*Brief:* Extract the line that contains "Annotate the helicopter fuselage" and every line after it to the end of the records below, exactly as written and nothing else.
━━━━━━━━━━
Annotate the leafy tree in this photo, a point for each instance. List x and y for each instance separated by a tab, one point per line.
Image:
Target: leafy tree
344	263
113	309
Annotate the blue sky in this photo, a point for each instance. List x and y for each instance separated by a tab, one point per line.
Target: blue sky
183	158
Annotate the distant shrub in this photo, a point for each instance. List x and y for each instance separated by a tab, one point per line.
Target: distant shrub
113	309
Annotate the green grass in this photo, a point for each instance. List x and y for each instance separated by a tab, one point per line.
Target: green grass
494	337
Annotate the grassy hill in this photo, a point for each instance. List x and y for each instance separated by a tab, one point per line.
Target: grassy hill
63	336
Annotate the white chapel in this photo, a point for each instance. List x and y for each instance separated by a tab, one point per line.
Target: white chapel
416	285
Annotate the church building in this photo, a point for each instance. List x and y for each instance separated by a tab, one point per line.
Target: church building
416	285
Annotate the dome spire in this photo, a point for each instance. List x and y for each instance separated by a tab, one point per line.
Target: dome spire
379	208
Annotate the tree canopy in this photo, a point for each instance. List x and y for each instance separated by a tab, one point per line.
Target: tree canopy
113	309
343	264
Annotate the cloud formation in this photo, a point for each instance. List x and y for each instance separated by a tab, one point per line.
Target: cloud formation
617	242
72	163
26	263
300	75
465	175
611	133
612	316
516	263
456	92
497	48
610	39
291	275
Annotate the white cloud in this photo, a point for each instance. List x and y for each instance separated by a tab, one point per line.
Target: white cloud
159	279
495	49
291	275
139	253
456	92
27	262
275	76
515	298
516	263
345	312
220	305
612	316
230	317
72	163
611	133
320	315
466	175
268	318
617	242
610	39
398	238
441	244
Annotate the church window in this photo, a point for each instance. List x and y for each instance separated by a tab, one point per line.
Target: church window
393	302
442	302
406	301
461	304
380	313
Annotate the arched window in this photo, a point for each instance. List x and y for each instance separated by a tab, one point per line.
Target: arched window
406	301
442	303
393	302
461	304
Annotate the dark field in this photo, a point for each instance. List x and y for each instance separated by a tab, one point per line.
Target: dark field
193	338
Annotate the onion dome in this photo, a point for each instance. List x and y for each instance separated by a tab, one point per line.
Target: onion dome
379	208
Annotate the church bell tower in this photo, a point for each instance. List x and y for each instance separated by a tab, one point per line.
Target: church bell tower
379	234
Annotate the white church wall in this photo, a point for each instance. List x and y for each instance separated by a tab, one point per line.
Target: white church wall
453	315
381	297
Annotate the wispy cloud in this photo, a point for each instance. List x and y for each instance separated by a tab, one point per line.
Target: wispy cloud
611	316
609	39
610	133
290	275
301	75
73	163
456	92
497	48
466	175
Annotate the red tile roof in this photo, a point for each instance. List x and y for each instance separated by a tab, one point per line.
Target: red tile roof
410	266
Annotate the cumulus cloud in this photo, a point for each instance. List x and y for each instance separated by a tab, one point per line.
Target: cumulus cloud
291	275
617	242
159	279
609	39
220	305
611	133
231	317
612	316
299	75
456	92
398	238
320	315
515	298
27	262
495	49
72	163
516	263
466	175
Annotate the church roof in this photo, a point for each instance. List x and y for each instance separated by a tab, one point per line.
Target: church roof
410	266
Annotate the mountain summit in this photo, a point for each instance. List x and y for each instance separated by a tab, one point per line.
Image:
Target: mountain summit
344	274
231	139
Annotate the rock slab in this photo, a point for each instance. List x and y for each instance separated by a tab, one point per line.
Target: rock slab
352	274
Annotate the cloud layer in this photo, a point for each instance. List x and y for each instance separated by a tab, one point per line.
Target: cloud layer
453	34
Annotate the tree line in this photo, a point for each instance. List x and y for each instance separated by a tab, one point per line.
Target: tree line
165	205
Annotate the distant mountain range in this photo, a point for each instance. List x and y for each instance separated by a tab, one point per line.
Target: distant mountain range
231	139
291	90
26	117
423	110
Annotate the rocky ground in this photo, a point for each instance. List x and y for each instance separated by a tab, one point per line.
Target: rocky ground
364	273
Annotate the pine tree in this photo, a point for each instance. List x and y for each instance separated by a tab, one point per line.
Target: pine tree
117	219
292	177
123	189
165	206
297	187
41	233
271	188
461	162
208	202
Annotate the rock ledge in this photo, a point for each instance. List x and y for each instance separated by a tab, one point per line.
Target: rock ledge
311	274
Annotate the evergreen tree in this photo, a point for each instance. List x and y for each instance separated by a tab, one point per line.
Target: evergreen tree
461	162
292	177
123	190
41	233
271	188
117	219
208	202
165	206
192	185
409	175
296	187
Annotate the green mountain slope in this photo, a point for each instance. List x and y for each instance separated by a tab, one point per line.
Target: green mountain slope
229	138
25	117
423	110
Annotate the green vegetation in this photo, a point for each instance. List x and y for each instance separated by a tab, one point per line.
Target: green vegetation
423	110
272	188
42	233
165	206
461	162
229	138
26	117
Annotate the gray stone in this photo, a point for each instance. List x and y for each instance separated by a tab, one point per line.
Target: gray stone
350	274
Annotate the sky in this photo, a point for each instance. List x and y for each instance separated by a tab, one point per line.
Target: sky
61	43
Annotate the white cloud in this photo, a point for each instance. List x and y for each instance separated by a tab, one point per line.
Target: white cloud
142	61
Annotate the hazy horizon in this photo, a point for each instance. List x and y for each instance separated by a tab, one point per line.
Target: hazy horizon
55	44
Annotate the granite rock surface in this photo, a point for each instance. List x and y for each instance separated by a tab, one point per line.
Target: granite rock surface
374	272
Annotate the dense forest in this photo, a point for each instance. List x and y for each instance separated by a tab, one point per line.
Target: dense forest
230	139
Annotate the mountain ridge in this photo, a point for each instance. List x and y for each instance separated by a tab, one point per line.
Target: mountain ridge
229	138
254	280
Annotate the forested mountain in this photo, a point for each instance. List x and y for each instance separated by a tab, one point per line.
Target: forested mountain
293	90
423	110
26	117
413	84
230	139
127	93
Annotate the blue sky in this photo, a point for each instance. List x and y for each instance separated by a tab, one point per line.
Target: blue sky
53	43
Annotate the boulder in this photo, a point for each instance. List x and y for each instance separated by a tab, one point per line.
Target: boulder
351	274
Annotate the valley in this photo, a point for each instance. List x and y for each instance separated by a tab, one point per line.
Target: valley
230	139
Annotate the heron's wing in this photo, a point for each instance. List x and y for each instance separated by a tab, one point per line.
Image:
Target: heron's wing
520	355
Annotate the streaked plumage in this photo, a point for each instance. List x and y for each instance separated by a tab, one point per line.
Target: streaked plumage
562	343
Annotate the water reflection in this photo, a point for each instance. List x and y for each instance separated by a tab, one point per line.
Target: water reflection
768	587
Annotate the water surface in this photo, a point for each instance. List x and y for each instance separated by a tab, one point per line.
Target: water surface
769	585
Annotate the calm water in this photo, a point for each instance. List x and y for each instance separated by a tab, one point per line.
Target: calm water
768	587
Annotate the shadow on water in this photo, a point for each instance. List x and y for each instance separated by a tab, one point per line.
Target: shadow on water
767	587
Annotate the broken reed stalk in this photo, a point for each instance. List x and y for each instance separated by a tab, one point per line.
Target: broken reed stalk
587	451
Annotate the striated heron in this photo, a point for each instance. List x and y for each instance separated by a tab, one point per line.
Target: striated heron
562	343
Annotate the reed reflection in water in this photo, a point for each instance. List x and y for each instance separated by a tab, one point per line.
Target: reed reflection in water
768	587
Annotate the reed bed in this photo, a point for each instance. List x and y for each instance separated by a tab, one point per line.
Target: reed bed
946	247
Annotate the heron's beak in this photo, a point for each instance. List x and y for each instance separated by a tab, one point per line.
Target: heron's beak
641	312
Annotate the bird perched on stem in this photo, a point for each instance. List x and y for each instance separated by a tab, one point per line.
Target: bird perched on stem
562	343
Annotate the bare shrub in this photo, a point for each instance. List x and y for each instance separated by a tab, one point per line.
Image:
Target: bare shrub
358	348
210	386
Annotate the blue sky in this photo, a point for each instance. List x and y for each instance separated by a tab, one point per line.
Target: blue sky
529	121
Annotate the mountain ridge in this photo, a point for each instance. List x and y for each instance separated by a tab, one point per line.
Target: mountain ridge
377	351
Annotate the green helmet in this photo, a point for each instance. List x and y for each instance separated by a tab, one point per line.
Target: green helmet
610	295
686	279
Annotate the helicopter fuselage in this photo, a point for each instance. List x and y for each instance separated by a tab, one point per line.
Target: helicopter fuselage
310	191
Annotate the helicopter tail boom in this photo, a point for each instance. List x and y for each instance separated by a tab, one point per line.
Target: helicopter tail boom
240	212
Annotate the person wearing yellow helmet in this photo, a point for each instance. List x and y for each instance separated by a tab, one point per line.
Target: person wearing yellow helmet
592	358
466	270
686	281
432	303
━━━━━━━━━━
*Response to the task:*
Annotate the helicopter fuselage in this photo, a point for each instance. List x and y for each instance separated by a tab, one point per line.
Target: helicopter fuselage
310	191
Annotate the helicopter tail boom in this photo, a point for each instance. List x and y for each instance separated by a tab, one point per line.
Target: helicopter tail boom
240	212
Annotate the person wearing yellow helmet in this photo, a point for each instance. List x and y for each instance separated by a tab, one point per line.
Target: person wearing yellow helmet
592	358
466	270
686	281
432	303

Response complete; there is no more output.